• **SUPPLIED RECORDS**
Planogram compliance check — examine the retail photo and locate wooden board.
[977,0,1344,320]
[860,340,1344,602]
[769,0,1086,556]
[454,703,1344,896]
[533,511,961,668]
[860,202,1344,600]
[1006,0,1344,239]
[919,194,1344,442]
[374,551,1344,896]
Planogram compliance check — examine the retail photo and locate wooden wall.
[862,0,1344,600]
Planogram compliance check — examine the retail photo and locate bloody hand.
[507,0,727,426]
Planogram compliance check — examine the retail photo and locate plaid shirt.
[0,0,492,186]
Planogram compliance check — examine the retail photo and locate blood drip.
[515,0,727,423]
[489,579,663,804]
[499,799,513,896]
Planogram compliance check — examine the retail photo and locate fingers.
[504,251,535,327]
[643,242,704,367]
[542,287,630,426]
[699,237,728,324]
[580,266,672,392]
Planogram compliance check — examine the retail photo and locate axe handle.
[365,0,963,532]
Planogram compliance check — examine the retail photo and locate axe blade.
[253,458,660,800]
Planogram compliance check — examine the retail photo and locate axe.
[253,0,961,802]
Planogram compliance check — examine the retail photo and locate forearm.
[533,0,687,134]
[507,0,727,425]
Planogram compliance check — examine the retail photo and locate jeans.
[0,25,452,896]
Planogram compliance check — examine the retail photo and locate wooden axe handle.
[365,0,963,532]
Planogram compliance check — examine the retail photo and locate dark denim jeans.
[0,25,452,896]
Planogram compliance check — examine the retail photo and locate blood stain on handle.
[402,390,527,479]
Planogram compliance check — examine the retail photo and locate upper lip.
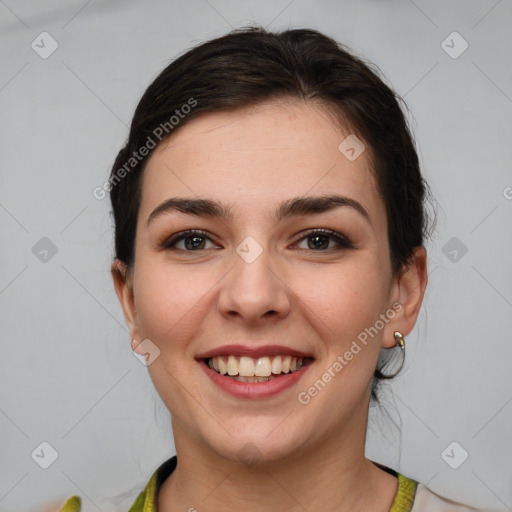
[196,345,313,359]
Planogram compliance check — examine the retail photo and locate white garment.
[411,483,491,512]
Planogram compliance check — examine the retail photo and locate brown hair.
[109,27,430,402]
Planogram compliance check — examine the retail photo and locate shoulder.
[411,484,480,512]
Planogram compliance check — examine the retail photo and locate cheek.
[290,257,385,345]
[135,263,218,351]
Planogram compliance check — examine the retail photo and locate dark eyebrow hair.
[147,194,371,224]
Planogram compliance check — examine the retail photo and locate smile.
[205,354,312,382]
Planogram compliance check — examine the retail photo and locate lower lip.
[199,359,312,398]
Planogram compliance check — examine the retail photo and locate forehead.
[139,100,385,227]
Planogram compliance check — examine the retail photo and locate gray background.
[0,0,512,512]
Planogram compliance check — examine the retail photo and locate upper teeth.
[208,355,303,377]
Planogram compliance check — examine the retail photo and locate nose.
[218,241,291,325]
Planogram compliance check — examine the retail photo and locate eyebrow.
[147,194,371,225]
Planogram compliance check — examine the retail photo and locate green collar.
[60,456,418,512]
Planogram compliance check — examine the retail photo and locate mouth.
[197,352,314,399]
[204,354,313,383]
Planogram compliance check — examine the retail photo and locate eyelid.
[157,228,355,253]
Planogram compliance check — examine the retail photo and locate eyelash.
[158,228,354,253]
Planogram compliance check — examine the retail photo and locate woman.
[59,28,480,512]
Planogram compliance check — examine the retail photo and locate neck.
[158,410,398,512]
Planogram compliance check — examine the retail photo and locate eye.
[292,229,354,252]
[158,229,354,252]
[158,229,217,252]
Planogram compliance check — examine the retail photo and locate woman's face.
[117,101,421,460]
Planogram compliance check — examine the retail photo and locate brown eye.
[299,229,354,252]
[162,229,213,252]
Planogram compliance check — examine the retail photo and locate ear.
[110,258,141,345]
[382,246,428,348]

• **EXERCISE DETAILS**
Rewrite the items above, from the line containing "locate woman's face." through the line containing "[162,229,213,252]", as a two-column CSV with the header item_text,answer. Give one row per item, with its text and its answer each in a single quoted field and any line breaks replaced by spaces.

• **EXPECTED ANSWER**
item_text,answer
"Planogram compliance check — examine the retail photo and locate woman's face.","[117,101,421,460]"
"Planogram compliance check — examine the retail photo and locate brown eye.","[299,229,354,252] [162,229,213,252]"